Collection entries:
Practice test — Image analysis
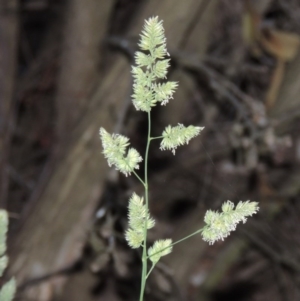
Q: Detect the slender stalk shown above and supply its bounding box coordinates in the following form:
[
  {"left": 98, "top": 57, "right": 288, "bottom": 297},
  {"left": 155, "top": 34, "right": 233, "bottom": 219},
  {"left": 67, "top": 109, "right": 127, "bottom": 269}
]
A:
[
  {"left": 132, "top": 170, "right": 145, "bottom": 187},
  {"left": 150, "top": 136, "right": 164, "bottom": 140},
  {"left": 146, "top": 264, "right": 155, "bottom": 279},
  {"left": 147, "top": 228, "right": 203, "bottom": 258},
  {"left": 140, "top": 112, "right": 151, "bottom": 301}
]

- WHAT THE EXERCISE ASKS -
Copy every item above word for word, leaving out the pictures.

- RESPONSE TO THIS TASK -
Practice test — Image analysis
Q: Detect the slender stalk shown above and supply its bounding box coordinates in the following form:
[
  {"left": 98, "top": 57, "right": 288, "bottom": 297},
  {"left": 155, "top": 34, "right": 233, "bottom": 219},
  {"left": 67, "top": 109, "right": 127, "bottom": 269}
]
A:
[
  {"left": 132, "top": 170, "right": 145, "bottom": 187},
  {"left": 150, "top": 136, "right": 164, "bottom": 140},
  {"left": 146, "top": 264, "right": 155, "bottom": 279},
  {"left": 147, "top": 228, "right": 203, "bottom": 258},
  {"left": 140, "top": 112, "right": 151, "bottom": 301}
]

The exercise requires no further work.